→ **What you should do**
Without including any images, repeat the data exactly.

(begin)

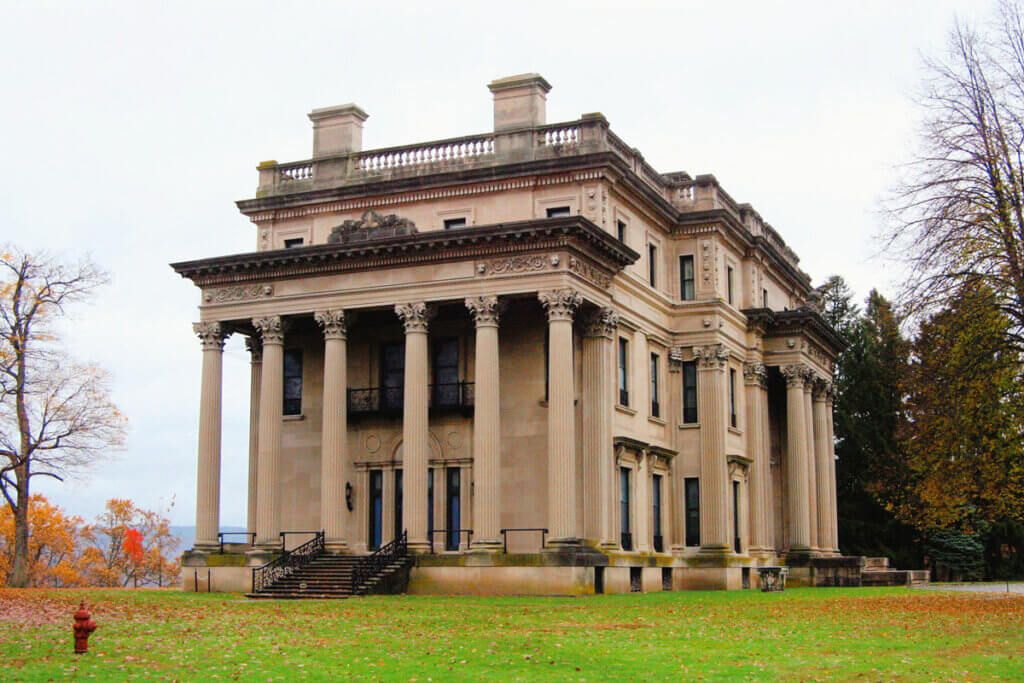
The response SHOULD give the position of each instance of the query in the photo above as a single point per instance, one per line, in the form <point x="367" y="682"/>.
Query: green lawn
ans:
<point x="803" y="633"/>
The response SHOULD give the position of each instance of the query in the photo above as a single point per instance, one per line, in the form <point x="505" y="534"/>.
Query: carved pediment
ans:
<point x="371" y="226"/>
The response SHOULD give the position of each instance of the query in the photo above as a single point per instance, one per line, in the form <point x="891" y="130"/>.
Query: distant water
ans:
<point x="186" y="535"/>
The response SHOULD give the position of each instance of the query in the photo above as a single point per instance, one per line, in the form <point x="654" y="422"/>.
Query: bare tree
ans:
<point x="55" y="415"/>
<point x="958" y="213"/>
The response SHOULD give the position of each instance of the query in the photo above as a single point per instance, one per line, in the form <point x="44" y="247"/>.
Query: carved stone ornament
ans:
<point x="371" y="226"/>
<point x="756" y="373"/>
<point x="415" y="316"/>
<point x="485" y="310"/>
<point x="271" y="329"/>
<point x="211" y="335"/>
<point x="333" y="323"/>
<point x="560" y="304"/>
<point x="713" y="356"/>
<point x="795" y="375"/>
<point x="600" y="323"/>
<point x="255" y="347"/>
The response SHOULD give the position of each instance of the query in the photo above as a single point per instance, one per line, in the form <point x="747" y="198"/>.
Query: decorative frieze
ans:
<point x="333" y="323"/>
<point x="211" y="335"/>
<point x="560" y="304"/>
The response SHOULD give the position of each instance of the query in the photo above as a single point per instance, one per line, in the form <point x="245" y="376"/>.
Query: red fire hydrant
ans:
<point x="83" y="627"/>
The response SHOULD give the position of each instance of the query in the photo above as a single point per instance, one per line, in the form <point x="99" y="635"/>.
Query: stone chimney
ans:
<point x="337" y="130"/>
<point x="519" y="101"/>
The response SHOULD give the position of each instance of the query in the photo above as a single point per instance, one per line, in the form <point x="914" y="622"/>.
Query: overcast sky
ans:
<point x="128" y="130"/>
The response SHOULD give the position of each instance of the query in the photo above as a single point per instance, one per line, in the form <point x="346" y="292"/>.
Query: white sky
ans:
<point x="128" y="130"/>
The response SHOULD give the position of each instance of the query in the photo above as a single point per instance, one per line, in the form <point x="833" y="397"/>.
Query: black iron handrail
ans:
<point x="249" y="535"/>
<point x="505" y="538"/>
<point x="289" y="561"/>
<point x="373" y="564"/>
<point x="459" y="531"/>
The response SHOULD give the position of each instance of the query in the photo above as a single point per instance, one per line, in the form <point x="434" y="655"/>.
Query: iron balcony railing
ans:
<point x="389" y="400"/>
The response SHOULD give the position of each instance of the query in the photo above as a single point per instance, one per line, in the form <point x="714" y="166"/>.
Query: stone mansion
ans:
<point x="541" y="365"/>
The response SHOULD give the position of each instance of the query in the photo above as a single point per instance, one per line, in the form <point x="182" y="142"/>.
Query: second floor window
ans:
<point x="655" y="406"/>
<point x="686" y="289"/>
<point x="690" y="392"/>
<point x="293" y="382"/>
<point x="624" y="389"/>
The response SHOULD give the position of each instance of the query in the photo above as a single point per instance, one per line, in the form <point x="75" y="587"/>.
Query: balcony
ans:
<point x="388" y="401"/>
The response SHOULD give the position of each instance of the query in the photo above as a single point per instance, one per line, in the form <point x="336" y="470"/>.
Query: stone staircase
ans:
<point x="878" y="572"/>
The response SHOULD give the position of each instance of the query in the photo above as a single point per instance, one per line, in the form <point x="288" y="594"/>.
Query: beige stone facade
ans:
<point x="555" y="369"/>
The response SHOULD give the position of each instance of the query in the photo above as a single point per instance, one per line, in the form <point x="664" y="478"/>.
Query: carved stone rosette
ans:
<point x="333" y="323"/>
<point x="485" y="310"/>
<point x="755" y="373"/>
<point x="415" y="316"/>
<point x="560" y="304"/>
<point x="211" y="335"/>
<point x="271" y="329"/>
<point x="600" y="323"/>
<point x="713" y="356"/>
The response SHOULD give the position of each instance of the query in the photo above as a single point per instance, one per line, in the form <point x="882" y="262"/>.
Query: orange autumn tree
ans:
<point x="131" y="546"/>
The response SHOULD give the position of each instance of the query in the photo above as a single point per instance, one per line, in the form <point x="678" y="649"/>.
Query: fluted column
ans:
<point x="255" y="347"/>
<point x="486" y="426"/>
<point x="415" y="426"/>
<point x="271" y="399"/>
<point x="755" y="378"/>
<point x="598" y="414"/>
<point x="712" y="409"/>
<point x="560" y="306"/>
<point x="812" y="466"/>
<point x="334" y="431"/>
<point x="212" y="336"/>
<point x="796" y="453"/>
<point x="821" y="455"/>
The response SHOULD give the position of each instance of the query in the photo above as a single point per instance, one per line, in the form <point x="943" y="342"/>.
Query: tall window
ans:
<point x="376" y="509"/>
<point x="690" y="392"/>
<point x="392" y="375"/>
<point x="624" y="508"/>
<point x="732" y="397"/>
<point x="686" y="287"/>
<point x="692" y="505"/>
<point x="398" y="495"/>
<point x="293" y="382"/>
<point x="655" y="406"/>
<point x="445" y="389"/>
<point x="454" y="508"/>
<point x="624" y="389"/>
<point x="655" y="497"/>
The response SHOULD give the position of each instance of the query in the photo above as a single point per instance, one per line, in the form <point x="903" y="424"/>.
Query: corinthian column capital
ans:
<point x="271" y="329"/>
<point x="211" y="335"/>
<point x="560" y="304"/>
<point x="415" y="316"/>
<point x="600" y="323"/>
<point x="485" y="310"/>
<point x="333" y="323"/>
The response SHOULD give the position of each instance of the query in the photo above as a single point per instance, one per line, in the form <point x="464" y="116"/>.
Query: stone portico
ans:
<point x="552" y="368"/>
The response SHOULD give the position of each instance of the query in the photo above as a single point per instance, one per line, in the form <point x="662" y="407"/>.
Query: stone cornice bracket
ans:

(end)

→ **Response to this exercise**
The response SHOULD give the position of each instance of the query in the photo above as a single point per instance, one per line, in the form <point x="367" y="682"/>.
Query: green lawn
ans:
<point x="803" y="633"/>
The response SHOULD give the position of each instance of the query in the photo above as a single point per instance, one per line, in the form <point x="505" y="534"/>.
Query: carved pediment
ans:
<point x="371" y="226"/>
The response SHOULD give the position of each instance of the query in the photo above as a single point per instance, one per line, in the form <point x="891" y="130"/>.
Query: distant water
ans:
<point x="186" y="535"/>
The response SHOULD give the position of each instance of the query in the photo above as a single point per instance, one per line, in the form <point x="654" y="422"/>.
Query: bare tree
ans:
<point x="55" y="415"/>
<point x="958" y="213"/>
The response SHOULD give the position of each instance of the query in the photo above as a single point per instance, one per line, in the form <point x="44" y="247"/>.
Query: carved stone ornament
ans:
<point x="371" y="226"/>
<point x="756" y="373"/>
<point x="415" y="316"/>
<point x="485" y="310"/>
<point x="271" y="329"/>
<point x="211" y="335"/>
<point x="333" y="323"/>
<point x="560" y="304"/>
<point x="713" y="356"/>
<point x="795" y="375"/>
<point x="600" y="323"/>
<point x="255" y="347"/>
The response SHOULD give the position of each instance of the query in the photo above as a single point per instance, one per line, in the form <point x="747" y="198"/>.
Query: decorative frieze
ans:
<point x="333" y="323"/>
<point x="211" y="335"/>
<point x="560" y="304"/>
The response SHOULD give the position of each instance of the query in the photo above as a single point per instance, one per line, in the form <point x="245" y="376"/>.
Query: red fire hydrant
ans:
<point x="83" y="627"/>
The response SHOULD give the position of each instance of the query in the photo above as a single point per instance, one per line, in the form <point x="99" y="635"/>.
Query: stone chimney
ans:
<point x="337" y="130"/>
<point x="519" y="101"/>
The response SHOULD give the position of each instance of the query in the photo above as a single point per instance, one per line, in the form <point x="914" y="622"/>.
Query: overcast sky
ans:
<point x="128" y="130"/>
The response SHOULD give the position of each instance of the query in the photo above as a single point per instance, one per line, in the form <point x="346" y="292"/>.
Query: white sky
ans:
<point x="128" y="130"/>
The response SHOULD give the position of each instance of the query in the photo above as a single point per instance, one per line, in the form <point x="833" y="397"/>.
Query: black iron handrail
ans:
<point x="249" y="535"/>
<point x="505" y="538"/>
<point x="289" y="561"/>
<point x="373" y="564"/>
<point x="459" y="531"/>
The response SHOULD give the position of each instance of the query in the photo above as a single point per instance, one per line, in the form <point x="434" y="655"/>.
Query: iron balcony railing
ans:
<point x="389" y="400"/>
The response SHOULD give the position of each instance of the query in the photo above as a single point per instance, one per line, in the form <point x="714" y="166"/>.
Query: stone mansion
ans:
<point x="541" y="365"/>
The response SHOULD give the position of each instance of the query in the photo above as a single point per instance, one per line, in the form <point x="182" y="142"/>.
Query: second floor window
ans:
<point x="655" y="406"/>
<point x="686" y="289"/>
<point x="690" y="392"/>
<point x="293" y="382"/>
<point x="624" y="389"/>
The response SHOULD give the position of each instance of the query in the photo above as a single point per instance, one per line, in the form <point x="75" y="587"/>.
Query: balcony
ans:
<point x="388" y="401"/>
The response SHOULD give the position of each instance of the query in the photo above as a single point per instance, one per line, in the form <point x="336" y="470"/>.
Query: stone staircase
ans:
<point x="878" y="572"/>
The response SHOULD give the position of each instance of the query in the photo above as a single point per instance, one per line, in the form <point x="288" y="594"/>.
Query: beige stone facade
ans:
<point x="555" y="369"/>
The response SHOULD give the position of each instance of the query in the photo above as a single point per instance, one per line, in the form <point x="664" y="478"/>.
Query: carved stone rosette
ans:
<point x="333" y="323"/>
<point x="485" y="310"/>
<point x="755" y="373"/>
<point x="415" y="316"/>
<point x="560" y="304"/>
<point x="211" y="335"/>
<point x="271" y="329"/>
<point x="600" y="323"/>
<point x="713" y="356"/>
The response SHOULD give the position of each instance of the query in the photo above as a single point per instance, one per line, in the form <point x="882" y="262"/>.
Query: orange autumn tree
ans:
<point x="131" y="546"/>
The response SHOULD give the position of each instance of the query in the photo above as a single point per instance, one per line, in the form <point x="678" y="649"/>.
Query: fluted column
ans:
<point x="255" y="347"/>
<point x="486" y="426"/>
<point x="415" y="426"/>
<point x="271" y="399"/>
<point x="755" y="378"/>
<point x="598" y="414"/>
<point x="712" y="409"/>
<point x="560" y="306"/>
<point x="812" y="466"/>
<point x="334" y="431"/>
<point x="212" y="336"/>
<point x="796" y="453"/>
<point x="821" y="455"/>
The response SHOULD give the position of each instance of the query in the photo above as a single point per instance, one per line, in the form <point x="943" y="342"/>.
Query: tall window
ans:
<point x="376" y="509"/>
<point x="690" y="392"/>
<point x="392" y="375"/>
<point x="624" y="508"/>
<point x="732" y="397"/>
<point x="686" y="287"/>
<point x="692" y="505"/>
<point x="398" y="495"/>
<point x="293" y="382"/>
<point x="655" y="406"/>
<point x="445" y="389"/>
<point x="454" y="508"/>
<point x="624" y="389"/>
<point x="655" y="497"/>
The response SHOULD give the position of each instance of the query in the photo above as a single point per instance, one per line, in the form <point x="903" y="424"/>.
Query: corinthian column capital
ans:
<point x="271" y="329"/>
<point x="211" y="335"/>
<point x="560" y="304"/>
<point x="415" y="316"/>
<point x="600" y="323"/>
<point x="485" y="310"/>
<point x="333" y="323"/>
The response SHOULD give the position of each instance of the query in the photo above as a single point per instance, one per line, in the form <point x="464" y="116"/>.
Query: stone portico
ans:
<point x="552" y="368"/>
The response SHOULD give the position of each instance of the query in the photo above as a single point per instance, one per line, in the form <point x="662" y="407"/>.
Query: stone cornice bracket
ans:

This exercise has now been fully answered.